:: Provided entries ::

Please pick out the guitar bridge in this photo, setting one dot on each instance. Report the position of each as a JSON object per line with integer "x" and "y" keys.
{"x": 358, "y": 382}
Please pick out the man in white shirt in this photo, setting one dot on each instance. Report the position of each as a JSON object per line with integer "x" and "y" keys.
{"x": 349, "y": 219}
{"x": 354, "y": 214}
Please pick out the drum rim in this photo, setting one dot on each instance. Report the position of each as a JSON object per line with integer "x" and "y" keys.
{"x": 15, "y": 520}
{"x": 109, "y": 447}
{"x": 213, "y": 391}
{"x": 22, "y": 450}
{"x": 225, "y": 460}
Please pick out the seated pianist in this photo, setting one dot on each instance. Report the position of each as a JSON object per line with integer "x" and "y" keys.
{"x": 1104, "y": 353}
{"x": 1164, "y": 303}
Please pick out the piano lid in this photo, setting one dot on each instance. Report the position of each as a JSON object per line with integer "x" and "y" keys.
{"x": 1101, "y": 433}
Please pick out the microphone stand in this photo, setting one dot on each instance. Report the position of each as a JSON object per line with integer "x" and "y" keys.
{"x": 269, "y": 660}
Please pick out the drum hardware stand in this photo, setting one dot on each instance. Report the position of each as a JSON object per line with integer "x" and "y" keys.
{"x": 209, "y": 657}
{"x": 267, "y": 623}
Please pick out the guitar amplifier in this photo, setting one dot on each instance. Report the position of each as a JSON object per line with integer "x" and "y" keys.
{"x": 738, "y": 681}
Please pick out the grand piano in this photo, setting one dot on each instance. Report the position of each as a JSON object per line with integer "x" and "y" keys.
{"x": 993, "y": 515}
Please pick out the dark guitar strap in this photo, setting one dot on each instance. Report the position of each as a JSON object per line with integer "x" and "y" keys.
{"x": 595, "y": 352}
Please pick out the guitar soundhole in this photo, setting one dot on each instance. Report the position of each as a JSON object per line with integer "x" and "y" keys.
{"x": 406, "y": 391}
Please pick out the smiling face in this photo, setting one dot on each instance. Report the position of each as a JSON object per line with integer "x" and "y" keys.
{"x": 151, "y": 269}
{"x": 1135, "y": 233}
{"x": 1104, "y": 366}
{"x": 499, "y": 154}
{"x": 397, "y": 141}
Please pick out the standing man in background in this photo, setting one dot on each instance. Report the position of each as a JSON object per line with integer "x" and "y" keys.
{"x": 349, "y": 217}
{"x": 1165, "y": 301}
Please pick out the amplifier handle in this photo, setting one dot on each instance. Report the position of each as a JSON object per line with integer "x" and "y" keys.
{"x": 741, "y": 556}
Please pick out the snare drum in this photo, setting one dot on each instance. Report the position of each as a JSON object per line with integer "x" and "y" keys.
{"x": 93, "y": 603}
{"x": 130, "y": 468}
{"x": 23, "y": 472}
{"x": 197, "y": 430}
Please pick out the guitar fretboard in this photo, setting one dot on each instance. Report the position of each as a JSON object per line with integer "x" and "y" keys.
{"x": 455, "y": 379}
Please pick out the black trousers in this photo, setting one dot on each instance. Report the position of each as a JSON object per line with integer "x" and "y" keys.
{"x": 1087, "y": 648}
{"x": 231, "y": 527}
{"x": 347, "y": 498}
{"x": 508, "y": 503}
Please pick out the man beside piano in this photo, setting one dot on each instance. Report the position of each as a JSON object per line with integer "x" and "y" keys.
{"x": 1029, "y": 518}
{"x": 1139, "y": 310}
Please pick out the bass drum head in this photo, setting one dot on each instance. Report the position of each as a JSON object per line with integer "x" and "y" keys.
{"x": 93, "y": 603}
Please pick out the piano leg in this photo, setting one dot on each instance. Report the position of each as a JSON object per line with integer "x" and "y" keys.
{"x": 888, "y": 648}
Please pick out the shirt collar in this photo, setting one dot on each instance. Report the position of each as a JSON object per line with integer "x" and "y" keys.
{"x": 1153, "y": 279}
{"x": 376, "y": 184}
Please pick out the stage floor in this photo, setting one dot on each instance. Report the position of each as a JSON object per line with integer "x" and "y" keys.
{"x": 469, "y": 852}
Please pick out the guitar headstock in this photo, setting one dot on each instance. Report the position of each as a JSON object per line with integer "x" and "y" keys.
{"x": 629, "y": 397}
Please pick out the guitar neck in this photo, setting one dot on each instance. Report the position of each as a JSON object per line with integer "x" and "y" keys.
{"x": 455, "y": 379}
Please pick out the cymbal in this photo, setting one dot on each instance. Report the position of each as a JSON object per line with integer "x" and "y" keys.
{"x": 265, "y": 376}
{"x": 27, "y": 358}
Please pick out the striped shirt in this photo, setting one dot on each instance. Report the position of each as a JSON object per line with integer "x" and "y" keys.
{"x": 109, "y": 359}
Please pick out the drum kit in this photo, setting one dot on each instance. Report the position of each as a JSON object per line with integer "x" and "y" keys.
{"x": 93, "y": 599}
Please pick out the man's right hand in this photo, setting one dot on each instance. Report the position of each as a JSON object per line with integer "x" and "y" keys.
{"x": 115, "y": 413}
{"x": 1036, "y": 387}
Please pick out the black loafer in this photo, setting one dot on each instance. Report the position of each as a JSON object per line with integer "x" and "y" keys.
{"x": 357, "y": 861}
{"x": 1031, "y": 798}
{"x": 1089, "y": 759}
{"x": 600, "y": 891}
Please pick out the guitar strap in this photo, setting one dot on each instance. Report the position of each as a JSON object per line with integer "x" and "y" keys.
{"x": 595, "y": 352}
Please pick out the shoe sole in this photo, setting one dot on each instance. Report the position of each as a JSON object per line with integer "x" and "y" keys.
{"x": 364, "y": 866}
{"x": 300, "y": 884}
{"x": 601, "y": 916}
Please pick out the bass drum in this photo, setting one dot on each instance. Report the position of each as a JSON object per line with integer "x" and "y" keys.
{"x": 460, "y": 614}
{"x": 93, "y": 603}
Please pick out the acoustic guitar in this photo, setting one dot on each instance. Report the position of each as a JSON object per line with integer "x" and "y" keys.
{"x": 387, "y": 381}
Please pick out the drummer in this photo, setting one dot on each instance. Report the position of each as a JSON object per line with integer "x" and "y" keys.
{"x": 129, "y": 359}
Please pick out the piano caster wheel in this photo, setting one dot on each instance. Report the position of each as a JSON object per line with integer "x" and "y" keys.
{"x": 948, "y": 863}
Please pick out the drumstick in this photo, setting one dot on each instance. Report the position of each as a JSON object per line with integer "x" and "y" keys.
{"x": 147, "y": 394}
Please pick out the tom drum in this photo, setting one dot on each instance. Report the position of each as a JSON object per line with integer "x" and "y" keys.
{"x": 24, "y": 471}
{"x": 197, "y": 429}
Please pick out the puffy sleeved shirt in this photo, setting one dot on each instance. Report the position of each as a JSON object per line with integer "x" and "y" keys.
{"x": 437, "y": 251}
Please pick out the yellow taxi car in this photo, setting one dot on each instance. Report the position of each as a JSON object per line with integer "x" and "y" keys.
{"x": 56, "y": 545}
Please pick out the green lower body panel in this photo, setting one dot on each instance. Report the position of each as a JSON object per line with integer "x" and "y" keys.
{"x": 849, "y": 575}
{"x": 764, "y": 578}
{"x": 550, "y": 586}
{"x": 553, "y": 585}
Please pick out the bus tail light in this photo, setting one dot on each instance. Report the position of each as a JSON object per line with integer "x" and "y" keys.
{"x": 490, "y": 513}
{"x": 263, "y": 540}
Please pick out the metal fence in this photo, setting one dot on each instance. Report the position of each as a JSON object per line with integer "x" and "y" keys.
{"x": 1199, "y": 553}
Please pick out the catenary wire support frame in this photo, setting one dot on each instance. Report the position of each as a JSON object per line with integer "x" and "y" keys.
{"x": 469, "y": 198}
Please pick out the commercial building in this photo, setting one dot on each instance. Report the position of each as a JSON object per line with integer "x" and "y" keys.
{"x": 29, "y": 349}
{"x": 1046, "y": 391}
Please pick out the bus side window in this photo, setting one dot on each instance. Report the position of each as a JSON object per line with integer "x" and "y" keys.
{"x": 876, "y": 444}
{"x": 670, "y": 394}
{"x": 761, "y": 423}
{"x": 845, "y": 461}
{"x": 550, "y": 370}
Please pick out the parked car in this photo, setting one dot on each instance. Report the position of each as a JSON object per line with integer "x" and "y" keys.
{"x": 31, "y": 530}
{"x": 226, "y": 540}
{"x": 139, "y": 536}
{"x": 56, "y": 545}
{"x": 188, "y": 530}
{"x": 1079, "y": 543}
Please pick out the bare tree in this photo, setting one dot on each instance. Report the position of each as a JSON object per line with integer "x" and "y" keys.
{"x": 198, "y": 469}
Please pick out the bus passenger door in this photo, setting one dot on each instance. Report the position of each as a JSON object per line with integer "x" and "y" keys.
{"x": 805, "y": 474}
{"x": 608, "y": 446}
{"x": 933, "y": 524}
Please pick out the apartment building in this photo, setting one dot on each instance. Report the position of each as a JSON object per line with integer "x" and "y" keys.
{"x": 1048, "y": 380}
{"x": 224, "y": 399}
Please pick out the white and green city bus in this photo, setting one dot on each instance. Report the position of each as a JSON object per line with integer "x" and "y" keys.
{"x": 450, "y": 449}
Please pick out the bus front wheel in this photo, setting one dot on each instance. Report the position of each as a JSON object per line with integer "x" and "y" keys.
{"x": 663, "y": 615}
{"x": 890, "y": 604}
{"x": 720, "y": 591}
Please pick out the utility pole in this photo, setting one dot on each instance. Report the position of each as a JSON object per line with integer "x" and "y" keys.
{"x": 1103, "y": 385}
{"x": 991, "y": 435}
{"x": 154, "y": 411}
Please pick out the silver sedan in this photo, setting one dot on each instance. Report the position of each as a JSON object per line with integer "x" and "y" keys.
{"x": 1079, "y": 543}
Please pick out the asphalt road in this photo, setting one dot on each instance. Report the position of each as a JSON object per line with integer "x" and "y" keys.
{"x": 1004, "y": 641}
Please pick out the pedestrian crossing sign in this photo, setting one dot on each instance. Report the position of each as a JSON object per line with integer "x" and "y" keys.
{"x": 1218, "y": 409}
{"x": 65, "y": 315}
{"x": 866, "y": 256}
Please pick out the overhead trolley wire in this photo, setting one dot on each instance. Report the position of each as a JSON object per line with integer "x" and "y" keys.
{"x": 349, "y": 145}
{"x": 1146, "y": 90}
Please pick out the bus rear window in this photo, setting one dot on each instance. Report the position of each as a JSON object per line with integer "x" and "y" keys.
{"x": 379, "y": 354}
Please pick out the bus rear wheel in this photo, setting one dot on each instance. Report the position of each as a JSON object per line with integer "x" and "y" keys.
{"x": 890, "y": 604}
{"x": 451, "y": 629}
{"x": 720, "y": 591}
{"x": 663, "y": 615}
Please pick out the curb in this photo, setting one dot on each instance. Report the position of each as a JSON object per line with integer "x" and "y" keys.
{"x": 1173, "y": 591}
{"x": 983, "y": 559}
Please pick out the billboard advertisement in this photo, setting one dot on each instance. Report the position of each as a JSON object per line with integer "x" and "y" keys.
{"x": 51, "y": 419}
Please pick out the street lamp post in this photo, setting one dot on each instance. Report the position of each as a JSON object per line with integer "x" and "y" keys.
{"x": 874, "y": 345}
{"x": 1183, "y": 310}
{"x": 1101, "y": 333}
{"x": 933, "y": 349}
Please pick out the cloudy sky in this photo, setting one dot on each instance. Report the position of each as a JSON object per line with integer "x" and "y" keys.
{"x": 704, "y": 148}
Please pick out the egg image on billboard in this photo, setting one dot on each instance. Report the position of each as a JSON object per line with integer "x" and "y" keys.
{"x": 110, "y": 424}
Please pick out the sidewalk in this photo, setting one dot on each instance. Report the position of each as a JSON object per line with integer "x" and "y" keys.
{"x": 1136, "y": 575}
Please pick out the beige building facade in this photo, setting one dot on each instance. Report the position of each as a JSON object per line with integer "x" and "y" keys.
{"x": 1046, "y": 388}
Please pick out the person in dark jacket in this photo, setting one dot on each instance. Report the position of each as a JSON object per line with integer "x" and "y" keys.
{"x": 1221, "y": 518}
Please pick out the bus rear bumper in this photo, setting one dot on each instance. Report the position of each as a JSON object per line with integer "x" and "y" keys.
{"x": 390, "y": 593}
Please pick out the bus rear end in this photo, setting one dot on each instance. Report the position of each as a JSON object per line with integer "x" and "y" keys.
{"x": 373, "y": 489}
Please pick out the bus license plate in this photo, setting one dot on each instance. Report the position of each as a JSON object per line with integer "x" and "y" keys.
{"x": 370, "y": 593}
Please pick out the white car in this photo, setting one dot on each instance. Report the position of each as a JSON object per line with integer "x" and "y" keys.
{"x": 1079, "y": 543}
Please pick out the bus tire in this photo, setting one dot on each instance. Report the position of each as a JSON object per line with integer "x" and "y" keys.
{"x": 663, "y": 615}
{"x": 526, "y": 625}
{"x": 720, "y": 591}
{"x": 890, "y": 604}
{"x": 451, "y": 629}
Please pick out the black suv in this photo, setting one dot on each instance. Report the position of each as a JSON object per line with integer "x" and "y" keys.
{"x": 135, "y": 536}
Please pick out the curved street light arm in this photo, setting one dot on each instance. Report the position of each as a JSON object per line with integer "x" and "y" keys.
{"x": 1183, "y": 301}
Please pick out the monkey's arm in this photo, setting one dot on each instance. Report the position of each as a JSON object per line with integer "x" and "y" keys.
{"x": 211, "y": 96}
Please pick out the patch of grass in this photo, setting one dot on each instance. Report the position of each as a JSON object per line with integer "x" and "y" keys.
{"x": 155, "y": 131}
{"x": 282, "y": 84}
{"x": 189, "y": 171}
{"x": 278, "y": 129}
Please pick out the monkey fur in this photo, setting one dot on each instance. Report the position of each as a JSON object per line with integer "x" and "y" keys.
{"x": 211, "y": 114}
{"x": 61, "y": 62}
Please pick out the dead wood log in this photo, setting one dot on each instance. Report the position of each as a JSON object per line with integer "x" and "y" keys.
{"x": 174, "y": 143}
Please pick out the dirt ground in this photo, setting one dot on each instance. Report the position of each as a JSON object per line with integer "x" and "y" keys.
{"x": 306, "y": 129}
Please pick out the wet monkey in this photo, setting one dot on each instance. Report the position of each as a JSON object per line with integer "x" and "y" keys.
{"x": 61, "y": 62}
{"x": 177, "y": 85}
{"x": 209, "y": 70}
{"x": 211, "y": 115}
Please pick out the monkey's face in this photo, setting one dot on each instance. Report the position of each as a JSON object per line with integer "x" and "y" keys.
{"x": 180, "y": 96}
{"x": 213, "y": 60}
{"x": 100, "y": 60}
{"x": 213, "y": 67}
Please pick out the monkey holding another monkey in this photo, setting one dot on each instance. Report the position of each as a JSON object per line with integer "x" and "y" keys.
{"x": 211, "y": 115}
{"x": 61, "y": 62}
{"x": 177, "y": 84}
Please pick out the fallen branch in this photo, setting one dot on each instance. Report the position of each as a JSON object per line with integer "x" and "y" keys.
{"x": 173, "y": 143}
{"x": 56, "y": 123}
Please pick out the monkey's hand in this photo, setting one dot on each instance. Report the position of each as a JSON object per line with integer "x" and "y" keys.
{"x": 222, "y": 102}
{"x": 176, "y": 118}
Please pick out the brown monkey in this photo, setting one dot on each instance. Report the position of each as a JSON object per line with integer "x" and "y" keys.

:::

▶ _Required task_
Set down, exactly and in full, the lines from the one containing "Please pick out the monkey's face" through the end of the entries; no other line belongs.

▶ _Final answer_
Please pick out the monkey's face in this photo, setting one dot on each instance. Report the position of each as a JSON object per line with integer "x" and "y" keys.
{"x": 180, "y": 96}
{"x": 213, "y": 60}
{"x": 100, "y": 60}
{"x": 213, "y": 67}
Please pick out the monkey holding another monkey in this photo, setting one dot on each instance. Report the position of each as a JSON object per line with integer "x" and "y" keys.
{"x": 211, "y": 115}
{"x": 61, "y": 62}
{"x": 177, "y": 84}
Please pick out the fallen branch in this photo, setting one dot on each instance. Report the position of each as a JSON object per line with integer "x" and "y" keys.
{"x": 173, "y": 143}
{"x": 56, "y": 123}
Please pick out the monkey's hand in this photo, setting one dot on each instance. Report the position of each as a JSON object per line with integer "x" and "y" keys.
{"x": 222, "y": 102}
{"x": 176, "y": 118}
Please pick out the brown monkey in this photo, setting one dot on each instance. Report the position of each as a JSON object per line with integer "x" and "y" keys.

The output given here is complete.